→ Work to be completed
Search the listing below for the word "with" and return each line that contains it.

_ _ _

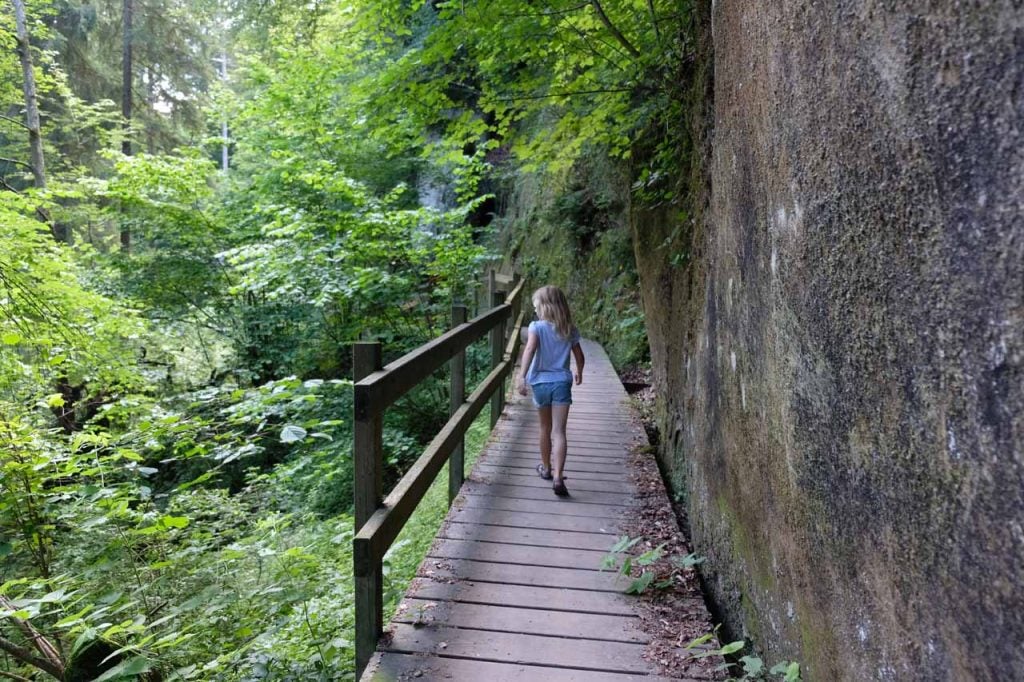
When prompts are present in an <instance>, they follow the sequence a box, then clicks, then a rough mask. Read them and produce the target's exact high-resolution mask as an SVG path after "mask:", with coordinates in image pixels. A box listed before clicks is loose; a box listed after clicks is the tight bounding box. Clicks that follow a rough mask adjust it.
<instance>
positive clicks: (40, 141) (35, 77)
mask: <svg viewBox="0 0 1024 682" xmlns="http://www.w3.org/2000/svg"><path fill="white" fill-rule="evenodd" d="M11 4H12V5H13V6H14V31H15V33H16V34H17V36H16V38H17V56H18V58H19V59H20V61H22V74H23V76H24V78H23V90H24V91H25V119H26V121H25V123H26V125H25V127H26V128H27V129H28V131H29V167H30V168H31V169H32V180H33V184H35V186H36V187H37V188H39V189H45V188H46V164H45V162H44V161H43V134H42V126H41V125H40V123H39V99H38V97H37V96H36V69H35V67H34V66H33V65H32V47H31V45H30V43H29V25H28V20H27V19H26V15H25V0H11ZM36 213H38V214H39V217H40V218H41V219H42V220H43V222H45V223H47V224H49V226H50V233H51V235H53V239H55V240H56V241H57V242H71V230H69V229H68V228H67V227H66V226H61V225H57V224H55V223H53V222H52V221H51V220H50V214H49V212H48V211H47V210H46V209H45V208H44V207H42V206H39V207H37V208H36Z"/></svg>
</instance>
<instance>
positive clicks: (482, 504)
mask: <svg viewBox="0 0 1024 682" xmlns="http://www.w3.org/2000/svg"><path fill="white" fill-rule="evenodd" d="M462 487H463V491H462V493H460V494H459V497H458V498H457V499H456V501H455V504H456V505H457V506H459V507H484V508H487V509H507V510H508V511H527V512H538V513H542V514H551V515H552V516H588V517H593V518H606V519H609V520H617V519H621V518H622V517H623V513H624V512H625V511H628V510H626V509H624V508H623V507H622V506H618V505H615V506H606V505H573V504H569V503H568V501H566V500H560V499H558V500H556V499H554V497H553V496H552V499H551V500H523V499H521V498H501V497H498V496H494V495H489V494H487V492H486V491H485V489H483V491H477V489H475V488H474V489H473V491H466V487H467V486H466V485H463V486H462ZM478 492H479V493H481V494H480V495H476V493H478Z"/></svg>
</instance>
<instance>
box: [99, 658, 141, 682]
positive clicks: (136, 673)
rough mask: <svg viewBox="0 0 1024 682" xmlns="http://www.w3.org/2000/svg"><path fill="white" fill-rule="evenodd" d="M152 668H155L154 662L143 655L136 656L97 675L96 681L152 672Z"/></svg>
mask: <svg viewBox="0 0 1024 682" xmlns="http://www.w3.org/2000/svg"><path fill="white" fill-rule="evenodd" d="M152 669H153V662H151V660H150V659H148V658H145V657H143V656H135V657H133V658H129V659H128V660H125V662H124V663H122V664H119V665H117V666H115V667H114V668H112V669H110V670H109V671H106V672H105V673H103V674H102V675H100V676H99V677H97V678H96V679H95V682H103V681H104V680H117V679H121V678H125V677H137V676H138V675H141V674H142V673H147V672H150V671H151V670H152Z"/></svg>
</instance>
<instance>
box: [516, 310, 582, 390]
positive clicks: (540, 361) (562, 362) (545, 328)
mask: <svg viewBox="0 0 1024 682" xmlns="http://www.w3.org/2000/svg"><path fill="white" fill-rule="evenodd" d="M529 331H530V332H531V333H534V334H536V335H537V340H538V342H539V343H538V346H537V352H536V353H535V354H534V360H532V361H531V363H530V364H529V372H527V373H526V383H528V384H530V385H534V384H544V383H548V382H551V381H572V373H571V372H569V351H570V350H571V349H572V346H574V345H575V344H578V343H580V331H579V330H578V329H577V328H574V327H573V328H572V332H570V333H569V338H567V339H563V338H562V337H560V336H558V332H557V331H555V326H554V325H552V324H551V323H549V322H548V321H546V319H538V321H537V322H531V323H529Z"/></svg>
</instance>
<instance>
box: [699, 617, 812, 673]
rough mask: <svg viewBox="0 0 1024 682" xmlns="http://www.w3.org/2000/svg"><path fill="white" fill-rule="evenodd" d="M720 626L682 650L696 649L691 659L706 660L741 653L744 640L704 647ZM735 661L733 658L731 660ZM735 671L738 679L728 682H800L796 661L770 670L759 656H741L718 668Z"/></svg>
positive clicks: (702, 636) (743, 642) (787, 662)
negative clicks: (707, 657) (713, 630)
mask: <svg viewBox="0 0 1024 682" xmlns="http://www.w3.org/2000/svg"><path fill="white" fill-rule="evenodd" d="M719 628H720V626H716V627H715V631H714V632H710V633H706V634H703V635H701V636H700V637H697V638H696V639H694V640H692V641H691V642H689V643H688V644H687V645H686V646H685V647H684V649H686V650H690V649H694V648H698V647H699V648H698V650H697V652H696V653H692V654H691V657H693V658H707V657H708V656H722V657H727V658H728V657H732V656H734V655H735V654H736V653H737V652H739V651H742V650H743V648H744V647H746V642H745V641H744V640H741V639H740V640H736V641H734V642H729V643H728V644H725V645H723V646H720V647H718V648H714V647H710V646H705V645H707V644H709V643H710V642H712V641H714V640H715V639H716V637H717V635H718V631H719ZM732 659H733V660H736V659H735V658H732ZM730 668H731V669H734V670H735V669H737V668H738V672H740V673H741V676H740V677H730V678H729V680H730V682H740V681H742V680H778V682H800V680H801V679H802V678H801V676H800V664H799V663H797V662H796V660H794V662H790V660H782V662H780V663H777V664H775V665H774V666H772V667H771V669H770V670H768V669H766V668H765V663H764V660H762V659H761V658H760V657H759V656H755V655H743V656H740V657H739V658H738V660H736V663H735V664H732V663H726V664H723V665H722V666H720V669H721V670H726V669H730Z"/></svg>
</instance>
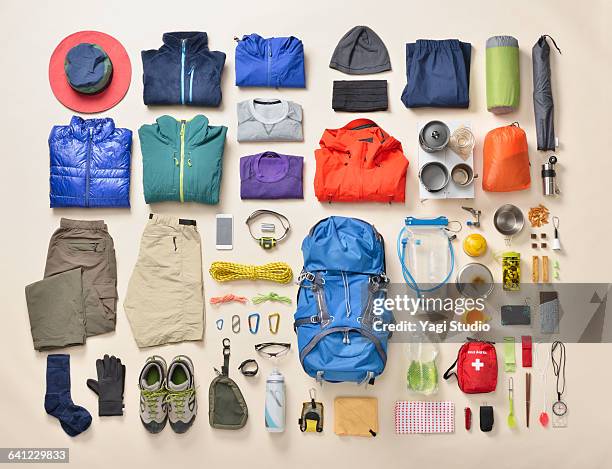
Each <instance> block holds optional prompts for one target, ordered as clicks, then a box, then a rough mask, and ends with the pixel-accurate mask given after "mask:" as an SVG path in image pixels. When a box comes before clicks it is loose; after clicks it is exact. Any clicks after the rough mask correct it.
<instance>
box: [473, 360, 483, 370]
mask: <svg viewBox="0 0 612 469" xmlns="http://www.w3.org/2000/svg"><path fill="white" fill-rule="evenodd" d="M472 366H473V367H474V369H475V370H476V371H480V369H481V368H482V367H483V366H484V363H482V362H481V361H480V358H477V359H476V360H474V361H473V362H472Z"/></svg>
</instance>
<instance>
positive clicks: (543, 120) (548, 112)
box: [532, 34, 561, 151]
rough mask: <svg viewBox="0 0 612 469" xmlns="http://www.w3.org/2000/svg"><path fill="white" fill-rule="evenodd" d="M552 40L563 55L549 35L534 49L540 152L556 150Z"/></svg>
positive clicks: (552, 38) (537, 43) (556, 46)
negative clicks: (550, 64)
mask: <svg viewBox="0 0 612 469" xmlns="http://www.w3.org/2000/svg"><path fill="white" fill-rule="evenodd" d="M546 38H550V40H551V41H552V43H553V44H554V46H555V48H556V49H557V50H558V51H559V53H561V50H560V49H559V47H557V43H556V42H555V40H554V39H553V38H552V37H550V36H549V35H548V34H544V35H542V36H540V39H538V42H536V43H535V45H534V46H533V49H532V60H533V108H534V112H535V120H536V132H537V137H538V150H540V151H546V150H554V149H555V123H554V120H555V119H554V108H555V106H554V102H553V96H552V86H551V78H550V77H551V72H550V46H549V45H548V41H547V40H546Z"/></svg>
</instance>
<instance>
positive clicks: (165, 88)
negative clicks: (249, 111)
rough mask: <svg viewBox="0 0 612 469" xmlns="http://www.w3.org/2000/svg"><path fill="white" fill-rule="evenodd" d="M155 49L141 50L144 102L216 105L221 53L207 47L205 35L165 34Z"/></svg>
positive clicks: (211, 105) (168, 104)
mask: <svg viewBox="0 0 612 469" xmlns="http://www.w3.org/2000/svg"><path fill="white" fill-rule="evenodd" d="M163 42H164V45H163V46H161V47H160V48H159V49H153V50H144V51H142V53H141V55H142V67H143V81H144V93H143V97H144V103H145V104H146V105H147V106H149V105H159V104H163V105H172V104H185V105H188V106H213V107H216V106H219V105H220V104H221V74H222V73H223V66H224V65H225V54H224V53H223V52H219V51H211V50H210V49H209V48H208V35H207V34H206V33H203V32H197V31H188V32H174V33H165V34H164V36H163Z"/></svg>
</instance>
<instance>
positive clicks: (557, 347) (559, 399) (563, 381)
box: [550, 340, 566, 401]
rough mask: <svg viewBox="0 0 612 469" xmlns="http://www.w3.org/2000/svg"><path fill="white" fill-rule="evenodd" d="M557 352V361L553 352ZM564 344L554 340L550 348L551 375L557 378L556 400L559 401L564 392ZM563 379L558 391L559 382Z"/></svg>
mask: <svg viewBox="0 0 612 469" xmlns="http://www.w3.org/2000/svg"><path fill="white" fill-rule="evenodd" d="M557 349H558V350H559V360H558V361H557V360H556V359H555V351H556V350H557ZM565 357H566V354H565V344H564V343H563V342H561V341H560V340H555V341H554V342H553V344H552V347H551V348H550V359H551V361H552V365H553V373H554V374H555V376H556V377H557V400H558V401H560V400H561V396H562V395H563V393H564V392H565ZM561 377H563V385H562V386H561V389H559V381H560V380H561Z"/></svg>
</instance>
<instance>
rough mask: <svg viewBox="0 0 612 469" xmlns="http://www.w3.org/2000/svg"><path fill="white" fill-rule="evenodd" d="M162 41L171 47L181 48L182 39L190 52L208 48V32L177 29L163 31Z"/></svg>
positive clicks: (194, 51)
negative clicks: (175, 31) (162, 36)
mask: <svg viewBox="0 0 612 469" xmlns="http://www.w3.org/2000/svg"><path fill="white" fill-rule="evenodd" d="M162 41H163V42H164V44H165V45H167V46H168V47H170V48H171V49H179V50H180V49H181V47H182V45H183V41H185V45H186V47H187V49H189V51H190V52H196V51H198V50H200V49H203V50H208V34H206V33H204V32H200V31H177V32H172V33H164V35H163V37H162Z"/></svg>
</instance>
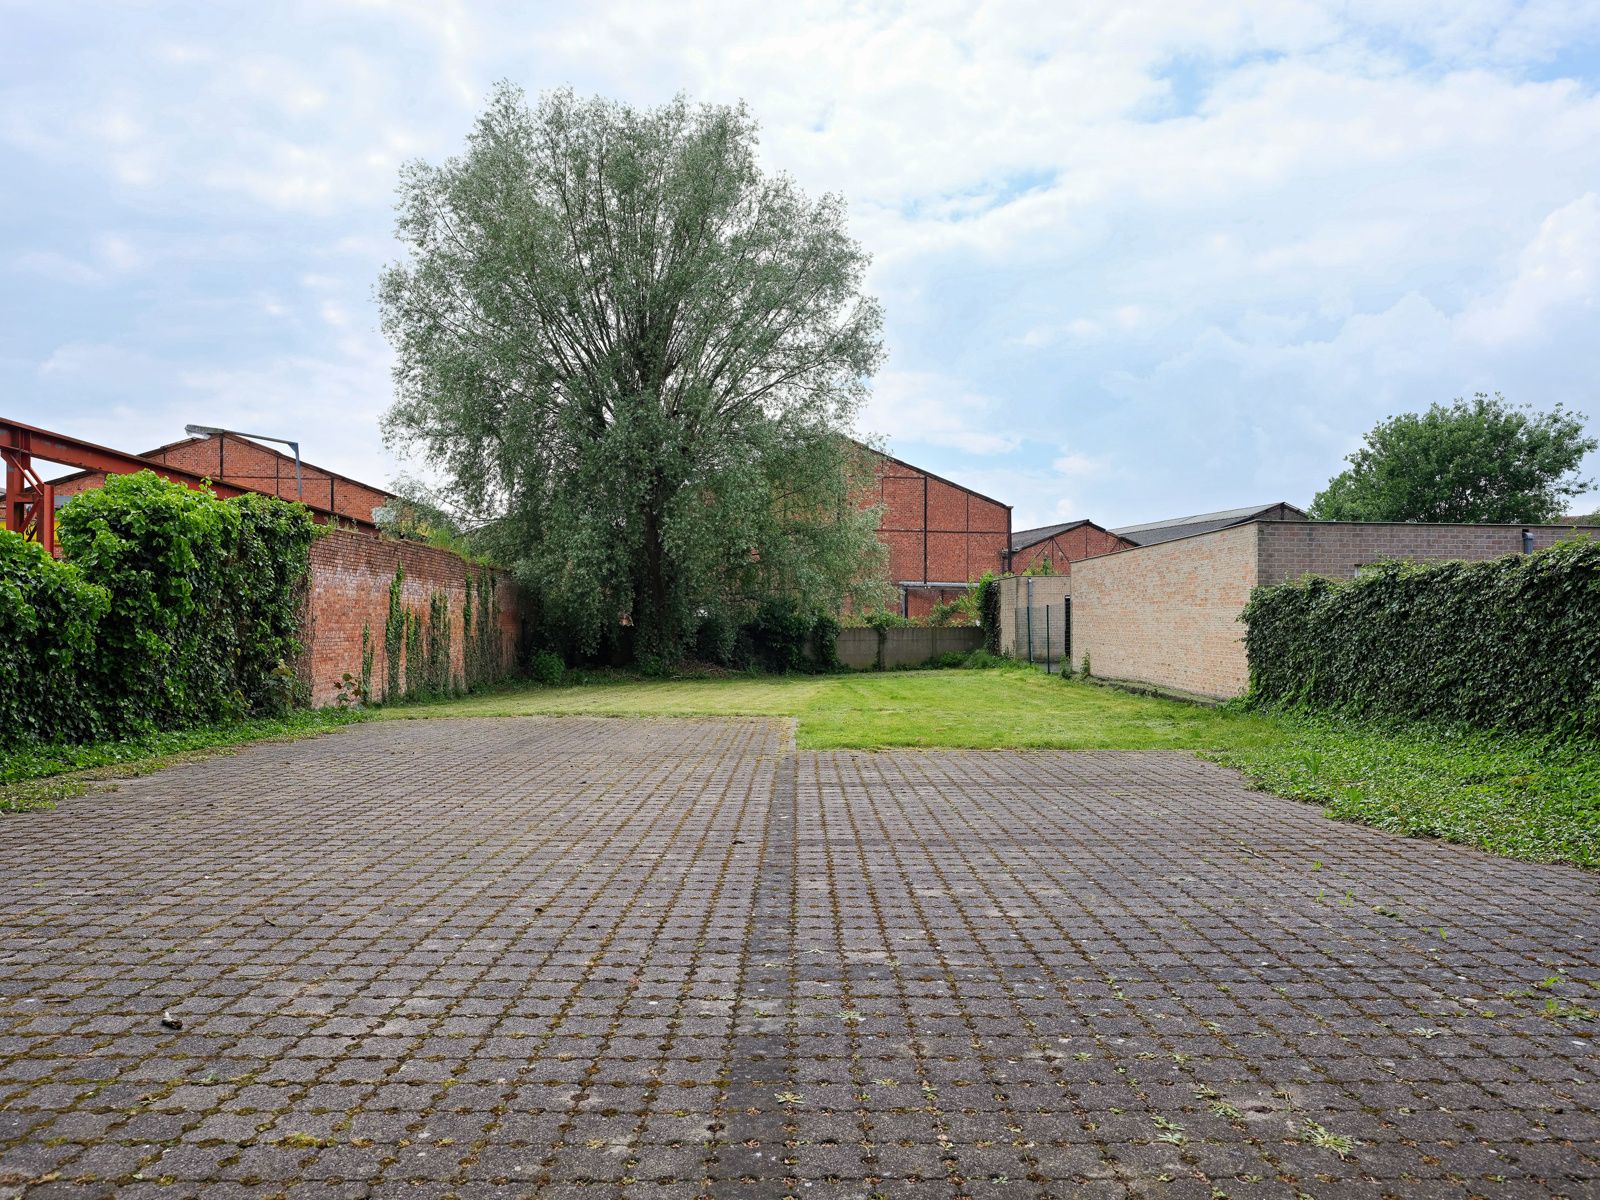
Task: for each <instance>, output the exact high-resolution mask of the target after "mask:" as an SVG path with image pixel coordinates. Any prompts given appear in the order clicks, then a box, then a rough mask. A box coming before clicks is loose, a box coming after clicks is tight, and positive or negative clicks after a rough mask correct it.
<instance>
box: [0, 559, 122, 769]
mask: <svg viewBox="0 0 1600 1200" xmlns="http://www.w3.org/2000/svg"><path fill="white" fill-rule="evenodd" d="M109 606H110V594H109V592H107V590H106V589H104V587H101V586H99V584H91V582H88V581H85V579H83V574H82V573H80V571H78V570H77V568H75V566H72V565H69V563H61V562H56V560H54V558H51V557H50V555H48V554H46V552H45V549H43V547H42V546H38V544H37V542H29V541H24V539H22V538H21V536H19V534H16V533H11V531H8V530H0V744H5V742H22V741H42V739H58V738H61V739H67V741H78V739H83V738H93V736H94V733H96V730H98V728H99V714H98V710H96V706H94V704H93V702H88V701H90V696H88V688H86V686H85V685H83V683H82V678H83V677H85V675H88V674H90V672H91V670H93V656H94V646H96V635H98V632H99V626H101V619H102V618H104V616H106V611H107V610H109Z"/></svg>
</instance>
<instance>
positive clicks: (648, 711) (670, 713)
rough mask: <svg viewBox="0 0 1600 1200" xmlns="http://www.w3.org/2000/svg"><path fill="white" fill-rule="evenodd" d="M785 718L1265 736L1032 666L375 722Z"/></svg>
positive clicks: (876, 738) (890, 722)
mask: <svg viewBox="0 0 1600 1200" xmlns="http://www.w3.org/2000/svg"><path fill="white" fill-rule="evenodd" d="M578 714H582V715H589V717H795V718H797V720H798V730H797V741H798V744H800V747H802V749H808V750H834V749H861V750H878V749H885V747H891V746H917V747H950V749H974V750H995V749H1018V747H1032V749H1037V747H1048V749H1062V750H1106V749H1120V750H1146V749H1178V750H1200V749H1214V747H1222V746H1235V744H1238V742H1240V741H1253V739H1258V738H1269V736H1272V726H1270V723H1267V722H1262V720H1261V718H1256V717H1248V715H1235V714H1229V712H1222V710H1218V709H1206V707H1200V706H1195V704H1182V702H1178V701H1166V699H1154V698H1149V696H1133V694H1130V693H1125V691H1115V690H1112V688H1101V686H1096V685H1093V683H1082V682H1078V680H1062V678H1056V677H1051V675H1043V674H1042V672H1038V670H1029V669H1026V667H1022V669H997V670H888V672H864V674H850V675H787V677H784V675H781V677H754V678H752V677H744V675H739V677H734V678H683V680H638V678H603V680H600V682H592V683H582V685H578V686H562V688H536V686H520V688H514V690H502V691H493V693H488V694H482V696H469V698H466V699H456V701H446V702H438V704H422V706H414V704H413V706H402V707H395V709H387V710H384V712H382V715H384V717H390V718H419V717H533V715H578Z"/></svg>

_ _ _

→ Exercise result
When prompts are present in an <instance>, they follow the sequence a box, then clicks, then a rough mask. Read them and produce the target's exact high-resolution mask as an SVG path after "mask:", with coordinates in image pixels. A box listed before clicks is loose; a box listed after clicks is the tight bounding box. Clicks that follow a rough mask adjust it.
Each <instance> block holds optional prompts for one target, ordered as clicks, then a box, then a rough mask, and ends with the pixel-accurate mask given after "mask:" as an SVG path in image pixels. When a box comes before clicks it is loose; after clicks it is exact. Any clicks after the rough mask correct it.
Task: for each <instance>, output the exact high-resolution mask of the target after "mask:" as an SVG path with image pixel coordinates. Any prompts given appear in the order clicks, then a box, then a rough mask. A box coming before clicks is loose, a box coming after clicks is tight, and positive or negative clicks after a rough mask correct it.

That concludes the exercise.